• **Input records**
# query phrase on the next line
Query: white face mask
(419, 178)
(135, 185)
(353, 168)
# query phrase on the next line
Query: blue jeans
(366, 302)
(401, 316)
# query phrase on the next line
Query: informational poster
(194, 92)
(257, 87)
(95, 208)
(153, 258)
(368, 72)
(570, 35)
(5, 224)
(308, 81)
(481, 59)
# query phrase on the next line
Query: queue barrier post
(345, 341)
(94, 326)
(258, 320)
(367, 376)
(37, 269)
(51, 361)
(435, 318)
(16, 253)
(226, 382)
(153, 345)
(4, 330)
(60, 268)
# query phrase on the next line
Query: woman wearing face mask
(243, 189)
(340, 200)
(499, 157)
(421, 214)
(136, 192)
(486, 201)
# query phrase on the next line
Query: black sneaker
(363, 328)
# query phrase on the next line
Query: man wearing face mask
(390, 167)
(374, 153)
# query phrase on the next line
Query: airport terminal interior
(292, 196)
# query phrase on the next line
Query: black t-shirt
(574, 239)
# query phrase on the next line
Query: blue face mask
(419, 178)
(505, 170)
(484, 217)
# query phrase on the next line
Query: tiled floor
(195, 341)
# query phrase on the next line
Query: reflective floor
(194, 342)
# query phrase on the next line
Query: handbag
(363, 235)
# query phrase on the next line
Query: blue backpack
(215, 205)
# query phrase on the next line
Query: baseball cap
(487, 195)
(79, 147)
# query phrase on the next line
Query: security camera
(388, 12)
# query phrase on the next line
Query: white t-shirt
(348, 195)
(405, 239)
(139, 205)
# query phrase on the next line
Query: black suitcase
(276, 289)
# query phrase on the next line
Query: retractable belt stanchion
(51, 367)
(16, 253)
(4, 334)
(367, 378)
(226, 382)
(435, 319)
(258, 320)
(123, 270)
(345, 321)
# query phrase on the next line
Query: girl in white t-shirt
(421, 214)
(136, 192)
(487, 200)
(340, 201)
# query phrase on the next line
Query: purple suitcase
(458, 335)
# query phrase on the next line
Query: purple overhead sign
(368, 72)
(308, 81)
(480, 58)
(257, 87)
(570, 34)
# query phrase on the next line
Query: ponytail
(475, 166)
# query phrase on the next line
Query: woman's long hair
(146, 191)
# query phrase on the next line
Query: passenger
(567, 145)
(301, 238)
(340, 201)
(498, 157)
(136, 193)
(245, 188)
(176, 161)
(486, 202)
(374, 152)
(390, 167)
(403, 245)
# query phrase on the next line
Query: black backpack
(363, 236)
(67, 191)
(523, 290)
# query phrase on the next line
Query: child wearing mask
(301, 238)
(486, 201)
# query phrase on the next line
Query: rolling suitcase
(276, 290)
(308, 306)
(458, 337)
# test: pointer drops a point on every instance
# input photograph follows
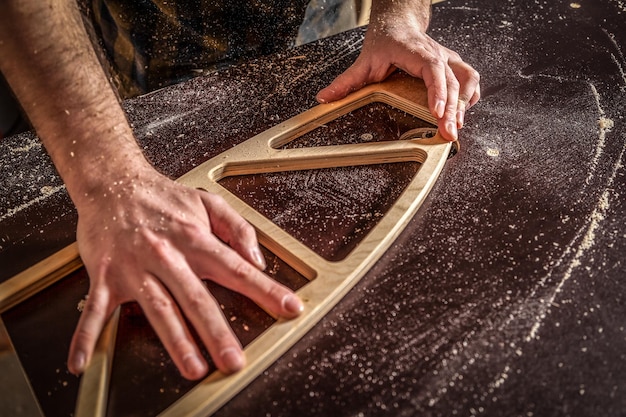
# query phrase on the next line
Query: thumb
(92, 320)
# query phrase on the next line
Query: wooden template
(328, 281)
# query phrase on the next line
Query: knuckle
(242, 271)
(196, 301)
(161, 306)
(180, 347)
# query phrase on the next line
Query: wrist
(394, 15)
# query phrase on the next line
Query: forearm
(389, 13)
(48, 59)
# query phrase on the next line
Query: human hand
(399, 42)
(149, 239)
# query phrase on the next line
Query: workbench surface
(505, 295)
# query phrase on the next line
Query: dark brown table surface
(505, 295)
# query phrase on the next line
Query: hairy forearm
(388, 13)
(48, 59)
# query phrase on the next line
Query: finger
(168, 323)
(434, 77)
(95, 313)
(448, 122)
(204, 314)
(221, 264)
(233, 229)
(469, 91)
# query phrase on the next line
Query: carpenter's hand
(149, 239)
(453, 85)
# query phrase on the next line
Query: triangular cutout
(330, 277)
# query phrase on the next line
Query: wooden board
(329, 280)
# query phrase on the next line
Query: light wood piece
(329, 281)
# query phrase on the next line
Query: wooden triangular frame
(329, 281)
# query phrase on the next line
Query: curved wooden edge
(41, 275)
(330, 280)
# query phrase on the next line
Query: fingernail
(79, 363)
(193, 365)
(460, 116)
(451, 127)
(440, 107)
(233, 359)
(258, 258)
(292, 304)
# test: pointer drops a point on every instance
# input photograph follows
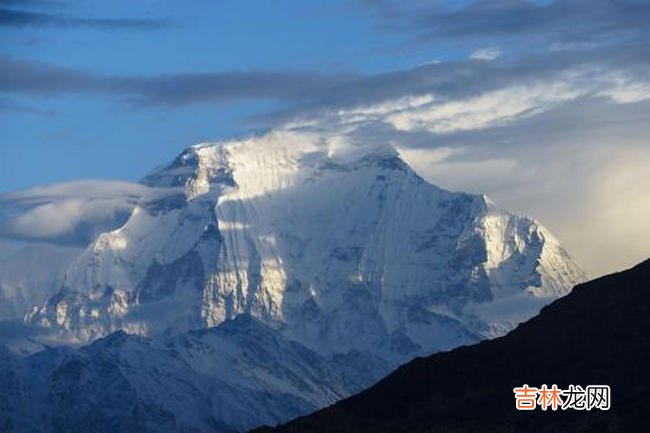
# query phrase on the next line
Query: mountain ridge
(598, 334)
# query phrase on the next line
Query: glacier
(336, 259)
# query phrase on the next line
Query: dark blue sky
(543, 105)
(49, 135)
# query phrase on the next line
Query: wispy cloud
(71, 213)
(13, 14)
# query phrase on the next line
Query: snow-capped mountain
(338, 245)
(337, 254)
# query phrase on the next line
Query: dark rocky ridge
(598, 334)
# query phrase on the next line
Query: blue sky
(52, 137)
(543, 105)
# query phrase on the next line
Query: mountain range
(267, 277)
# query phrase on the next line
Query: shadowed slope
(598, 334)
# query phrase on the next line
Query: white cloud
(489, 109)
(71, 212)
(487, 53)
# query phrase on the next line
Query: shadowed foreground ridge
(598, 334)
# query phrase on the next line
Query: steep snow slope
(339, 246)
(273, 276)
(30, 273)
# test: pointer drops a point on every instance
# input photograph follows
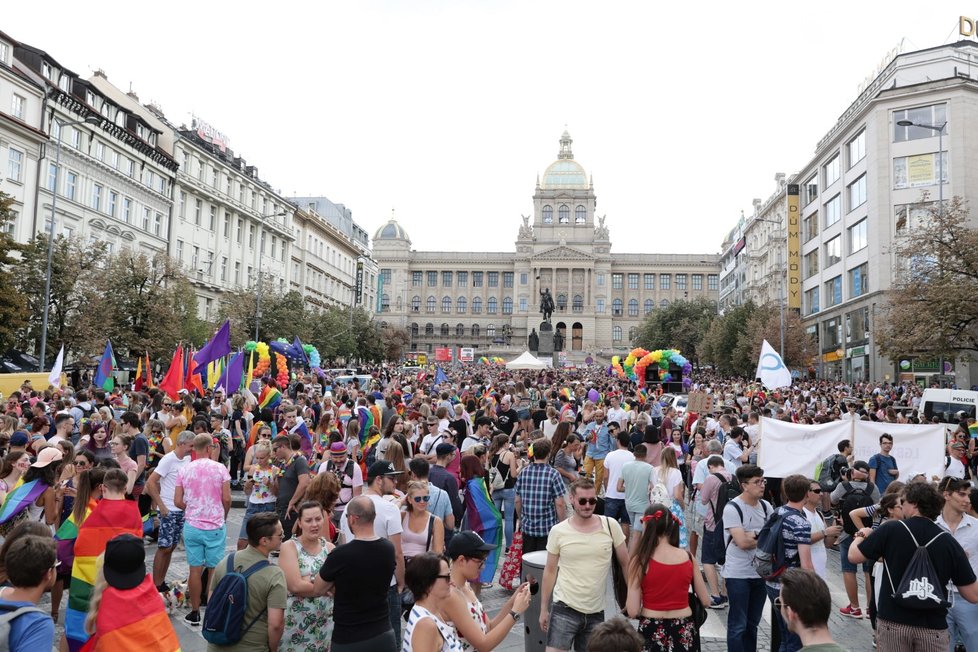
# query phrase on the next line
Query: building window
(935, 114)
(859, 280)
(833, 211)
(832, 171)
(857, 193)
(856, 148)
(833, 292)
(833, 251)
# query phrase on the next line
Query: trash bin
(534, 640)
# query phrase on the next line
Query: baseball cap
(381, 468)
(467, 543)
(125, 562)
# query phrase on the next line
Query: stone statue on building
(546, 304)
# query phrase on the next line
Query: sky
(445, 112)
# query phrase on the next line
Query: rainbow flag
(133, 620)
(109, 519)
(483, 517)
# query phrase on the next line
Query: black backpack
(854, 498)
(920, 588)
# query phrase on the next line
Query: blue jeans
(962, 622)
(504, 500)
(789, 640)
(747, 597)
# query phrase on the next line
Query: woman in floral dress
(308, 619)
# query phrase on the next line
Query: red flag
(172, 382)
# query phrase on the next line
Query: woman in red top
(659, 576)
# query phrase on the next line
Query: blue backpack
(224, 617)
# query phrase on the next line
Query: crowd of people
(375, 515)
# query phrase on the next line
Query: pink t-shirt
(203, 489)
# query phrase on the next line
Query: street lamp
(261, 251)
(940, 156)
(92, 119)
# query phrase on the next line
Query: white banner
(789, 448)
(917, 448)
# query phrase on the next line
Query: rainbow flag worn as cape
(133, 620)
(483, 517)
(109, 519)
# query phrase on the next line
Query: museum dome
(565, 172)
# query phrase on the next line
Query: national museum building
(491, 300)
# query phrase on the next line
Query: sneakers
(852, 612)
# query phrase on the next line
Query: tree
(931, 307)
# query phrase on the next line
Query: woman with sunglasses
(423, 531)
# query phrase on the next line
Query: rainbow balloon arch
(634, 366)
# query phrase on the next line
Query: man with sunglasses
(583, 548)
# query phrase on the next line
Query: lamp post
(92, 119)
(940, 156)
(261, 251)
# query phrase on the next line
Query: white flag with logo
(771, 369)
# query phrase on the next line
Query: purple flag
(218, 346)
(233, 374)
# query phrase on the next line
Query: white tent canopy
(526, 361)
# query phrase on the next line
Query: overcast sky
(447, 111)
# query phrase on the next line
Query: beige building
(491, 300)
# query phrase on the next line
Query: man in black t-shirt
(900, 628)
(359, 572)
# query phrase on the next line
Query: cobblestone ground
(854, 635)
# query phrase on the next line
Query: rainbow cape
(483, 517)
(109, 519)
(133, 620)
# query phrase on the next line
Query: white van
(950, 406)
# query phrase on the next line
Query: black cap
(466, 544)
(125, 562)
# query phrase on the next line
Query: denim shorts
(569, 627)
(204, 547)
(171, 528)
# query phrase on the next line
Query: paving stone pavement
(854, 635)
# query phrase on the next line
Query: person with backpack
(854, 492)
(919, 560)
(31, 572)
(246, 607)
(719, 487)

• **Exercise brief**
Go through the data and return every word of it verbatim, leaving out the pictures.

• **Solution for this exercise**
# query phrase on the next line
Query: white face mask
(419, 178)
(135, 185)
(353, 168)
# query phrase on the next line
Query: blue jeans
(366, 302)
(401, 316)
# query phrase on the next line
Query: informational poster
(194, 92)
(257, 87)
(95, 208)
(153, 258)
(368, 72)
(570, 35)
(5, 224)
(308, 81)
(481, 59)
# query phrase on the next line
Query: queue barrier post
(345, 341)
(94, 326)
(258, 320)
(367, 376)
(37, 269)
(51, 361)
(435, 318)
(16, 253)
(226, 382)
(153, 345)
(4, 330)
(60, 268)
# query phrase on the next line
Query: woman wearing face mask
(243, 189)
(340, 200)
(499, 157)
(421, 214)
(136, 192)
(486, 201)
# query phrase on the next line
Query: black sneaker
(363, 328)
# query phrase on the next line
Query: man wearing face mask
(390, 167)
(374, 153)
# query phrase on the next line
Query: airport terminal interior
(292, 196)
# query phrase on the next line
Query: black t-shirt
(574, 239)
# query phrase on the next line
Query: blue face mask
(419, 178)
(505, 170)
(484, 217)
# query phrase on the next line
Query: tiled floor
(195, 341)
# query phrase on the next line
Query: reflective floor
(194, 342)
# query phrase on the next line
Query: handbag
(363, 235)
# query phrase on the next line
Query: blue backpack
(215, 205)
# query phrase on the next line
Query: baseball cap
(487, 195)
(79, 147)
# query phrase on the next line
Query: security camera
(388, 12)
# query phrase on the next line
Query: white t-shirt
(348, 195)
(405, 239)
(139, 205)
# query phrase on the next line
Query: black suitcase
(276, 289)
# query phrase on the next line
Query: retractable belt stanchion
(51, 367)
(16, 253)
(4, 334)
(367, 378)
(226, 382)
(435, 319)
(258, 320)
(123, 270)
(345, 321)
# query phrase on the next line
Query: girl in white t-shirt
(421, 214)
(136, 192)
(487, 200)
(340, 201)
# query phrase on the next line
Query: purple suitcase
(458, 335)
# query phrase on the next line
Query: purple overhead sign
(368, 72)
(308, 81)
(480, 58)
(257, 87)
(570, 34)
# query phrase on the next line
Query: ponytail
(475, 166)
# query phrase on the next line
Query: woman's long hair
(146, 191)
# query phrase on the next line
Query: passenger
(567, 145)
(301, 238)
(340, 201)
(498, 157)
(136, 193)
(245, 188)
(176, 161)
(486, 202)
(374, 152)
(390, 167)
(403, 245)
# query phrase on the next line
Query: black backpack
(363, 236)
(67, 191)
(523, 290)
# query phrase on the next line
Query: child wearing mask
(301, 238)
(486, 201)
# query phrase on the next line
Query: rolling suitcase
(276, 290)
(308, 306)
(458, 337)
# test: pointer drops a point on every instance
# input photograph follows
# query phrase on the next line
Query: thumb
(92, 320)
# query phrase on the next line
Query: wooden template
(328, 281)
# query phrase on the next line
Query: knuckle
(242, 271)
(196, 301)
(161, 306)
(180, 347)
# query phrase on the next line
Query: wrist
(394, 15)
# query phrase on the next line
Query: forearm
(389, 13)
(48, 59)
# query phrase on the next line
Query: human hand
(399, 42)
(149, 239)
# query phrase on the next line
Query: workbench surface
(505, 295)
# query phrase on the next line
Query: dark brown table surface
(505, 295)
# query phrase on the next line
Query: hairy forearm
(388, 13)
(48, 59)
# query phrase on the next line
Query: finger
(168, 323)
(434, 77)
(95, 313)
(448, 122)
(204, 314)
(221, 264)
(233, 229)
(469, 91)
# query phrase on the next line
Query: carpenter's hand
(149, 239)
(453, 85)
# query phrase on the next line
Query: triangular cutout
(330, 277)
# query phrase on the next line
Query: wooden board
(329, 280)
# query phrase on the next line
Query: light wood piece
(329, 281)
# query phrase on the next line
Query: wooden triangular frame
(329, 281)
# query phrase on the next line
Query: curved wooden edge
(41, 275)
(330, 280)
# query phrase on the next line
Query: fingernail
(79, 363)
(193, 365)
(460, 116)
(451, 127)
(440, 107)
(233, 359)
(258, 258)
(292, 304)
# test: pointer drops a point on every instance
# input photograph follows
# query phrase on the next line
Query: mountain ridge
(598, 334)
# query phrase on the next line
Query: glacier
(336, 259)
# query phrase on the next line
Query: dark blue sky
(543, 105)
(49, 135)
# query phrase on the next line
Query: wispy cloud
(71, 213)
(13, 14)
# query phrase on the next line
Query: snow-capped mountain
(338, 245)
(337, 254)
# query phrase on the next line
Query: dark rocky ridge
(598, 334)
# query phrase on the next line
Query: blue sky
(52, 137)
(543, 105)
# query phrase on the next line
Query: mountain range
(267, 277)
# query phrase on the next line
Query: shadowed slope
(598, 334)
# query phrase on the next line
Query: white cloud
(489, 109)
(71, 212)
(487, 53)
# query phrase on the next line
Query: shadowed foreground ridge
(598, 334)
# query phrase on the next line
Query: steep snow slope
(339, 246)
(273, 276)
(30, 273)
# test: pointer drops a point on every instance
# input photograph follows
# query phrase on the next line
Query: building window
(935, 114)
(859, 280)
(833, 211)
(832, 171)
(857, 193)
(856, 148)
(833, 292)
(833, 251)
# query phrase on the next line
Query: trash bin
(534, 640)
# query phrase on the next line
Query: baseball cap
(381, 468)
(467, 543)
(125, 562)
# query phrase on the next line
Query: stone statue on building
(546, 304)
# query phrase on the next line
Query: sky
(445, 112)
# query phrase on the next line
Query: rainbow flag
(133, 620)
(109, 519)
(483, 517)
# query phrase on the next line
Query: black backpack
(854, 498)
(920, 588)
# query phrase on the next line
Query: blue jeans
(962, 622)
(504, 500)
(789, 640)
(747, 597)
# query phrase on the next line
Query: woman in floral dress
(308, 619)
# query phrase on the next line
Query: red flag
(172, 382)
# query phrase on the next line
Query: woman in red top
(659, 576)
# query phrase on the next line
Query: blue backpack
(224, 617)
# query phrase on the next line
Query: crowd of people
(375, 515)
# query phrase on the next line
Query: pink t-shirt
(203, 489)
# query phrase on the next line
Query: street lamp
(261, 251)
(940, 156)
(92, 119)
# query phrase on the next line
Query: white banner
(789, 448)
(917, 448)
# query phrase on the next line
Query: rainbow flag worn as cape
(133, 620)
(483, 517)
(109, 519)
# query phrase on the next line
Query: museum dome
(565, 172)
# query phrase on the next line
Query: national museum building
(491, 300)
# query phrase on the next line
Query: sneakers
(852, 612)
# query phrase on the next line
Query: tree
(931, 307)
# query phrase on the next line
Query: woman with sunglasses
(423, 531)
# query phrase on the next line
Query: rainbow balloon arch
(634, 366)
# query phrase on the next line
Query: man with sunglasses
(583, 548)
# query phrase on the next line
Query: lamp post
(92, 119)
(940, 156)
(261, 251)
# query phrase on the next line
Query: white flag with logo
(771, 369)
# query phrase on the next line
Query: purple flag
(218, 346)
(233, 374)
# query phrase on the next line
Query: white tent canopy
(526, 361)
# query phrase on the next line
Query: overcast sky
(447, 111)
# query phrase on the next line
Query: beige building
(491, 300)
# query phrase on the next line
Query: man in black t-shirt
(900, 628)
(359, 572)
# query phrase on the next line
Query: cobblestone ground
(854, 635)
# query phrase on the next line
Query: rainbow cape
(483, 517)
(109, 519)
(133, 620)
# query phrase on the next line
Query: white van
(950, 406)
# query phrase on the next line
Query: black cap
(466, 544)
(125, 562)
# query phrase on the next line
Query: denim shorts
(569, 627)
(204, 547)
(171, 528)
# query phrase on the next line
Query: paving stone pavement
(854, 635)
# query phrase on the next line
Query: person with backpack
(854, 492)
(919, 560)
(31, 572)
(246, 607)
(719, 487)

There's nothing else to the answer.